TASK BRIEF – Copy each of the following entries word for word, without changing anything.

ROWS –
━━━

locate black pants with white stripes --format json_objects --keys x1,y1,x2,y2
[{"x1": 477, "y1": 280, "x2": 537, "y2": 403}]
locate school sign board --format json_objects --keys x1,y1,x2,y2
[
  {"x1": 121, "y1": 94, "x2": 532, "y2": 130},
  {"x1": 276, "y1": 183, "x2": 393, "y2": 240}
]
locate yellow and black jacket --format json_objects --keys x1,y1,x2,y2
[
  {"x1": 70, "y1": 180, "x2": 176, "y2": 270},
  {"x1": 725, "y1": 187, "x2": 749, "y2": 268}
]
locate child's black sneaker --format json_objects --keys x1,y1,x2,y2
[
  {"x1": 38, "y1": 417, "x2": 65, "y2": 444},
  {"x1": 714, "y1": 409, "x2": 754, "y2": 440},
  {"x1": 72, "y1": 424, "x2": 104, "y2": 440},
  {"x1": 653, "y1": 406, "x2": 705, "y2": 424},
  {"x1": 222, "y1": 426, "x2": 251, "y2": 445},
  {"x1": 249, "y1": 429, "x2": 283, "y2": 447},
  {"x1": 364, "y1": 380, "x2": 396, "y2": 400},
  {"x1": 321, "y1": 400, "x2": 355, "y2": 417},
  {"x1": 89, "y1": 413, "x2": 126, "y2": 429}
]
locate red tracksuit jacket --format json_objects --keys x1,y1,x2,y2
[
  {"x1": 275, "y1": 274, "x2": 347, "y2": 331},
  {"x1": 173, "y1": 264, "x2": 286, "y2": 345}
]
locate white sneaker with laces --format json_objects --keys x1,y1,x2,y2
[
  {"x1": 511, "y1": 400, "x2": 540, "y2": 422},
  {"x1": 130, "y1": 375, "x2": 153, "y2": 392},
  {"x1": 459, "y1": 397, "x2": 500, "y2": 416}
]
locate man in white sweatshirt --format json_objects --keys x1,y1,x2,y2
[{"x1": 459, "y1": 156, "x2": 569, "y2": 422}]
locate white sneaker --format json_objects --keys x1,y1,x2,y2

━━━

WRITTEN RESPONSE –
locate black pants with white stripes --format json_objects --keys x1,y1,x2,y2
[{"x1": 477, "y1": 280, "x2": 537, "y2": 403}]
locate school sign board --format json_objects --keys x1,y1,x2,y2
[
  {"x1": 121, "y1": 94, "x2": 532, "y2": 130},
  {"x1": 276, "y1": 183, "x2": 393, "y2": 240}
]
locate yellow and black jacket --format json_objects --keys x1,y1,x2,y2
[
  {"x1": 70, "y1": 180, "x2": 176, "y2": 270},
  {"x1": 725, "y1": 187, "x2": 749, "y2": 268}
]
locate child's black sneaker --format json_objects --keys x1,y1,x2,y2
[
  {"x1": 38, "y1": 417, "x2": 65, "y2": 444},
  {"x1": 714, "y1": 409, "x2": 754, "y2": 440},
  {"x1": 72, "y1": 424, "x2": 104, "y2": 440},
  {"x1": 653, "y1": 406, "x2": 705, "y2": 424},
  {"x1": 222, "y1": 426, "x2": 251, "y2": 445},
  {"x1": 249, "y1": 429, "x2": 283, "y2": 447},
  {"x1": 364, "y1": 380, "x2": 396, "y2": 400},
  {"x1": 321, "y1": 400, "x2": 355, "y2": 417},
  {"x1": 89, "y1": 413, "x2": 126, "y2": 429}
]
locate red tracksuit jacket --format json_objects --keys x1,y1,x2,y2
[
  {"x1": 275, "y1": 274, "x2": 347, "y2": 331},
  {"x1": 173, "y1": 264, "x2": 286, "y2": 345}
]
locate white sneaker with laces --format json_objects --keys x1,y1,x2,y2
[
  {"x1": 511, "y1": 400, "x2": 540, "y2": 422},
  {"x1": 130, "y1": 375, "x2": 153, "y2": 392},
  {"x1": 459, "y1": 397, "x2": 500, "y2": 416}
]
locate man in white sweatshirt --format json_objects --keys x1,y1,x2,y2
[{"x1": 459, "y1": 156, "x2": 569, "y2": 422}]
locate white sneaker --format json_objects --keys x1,y1,x2,y2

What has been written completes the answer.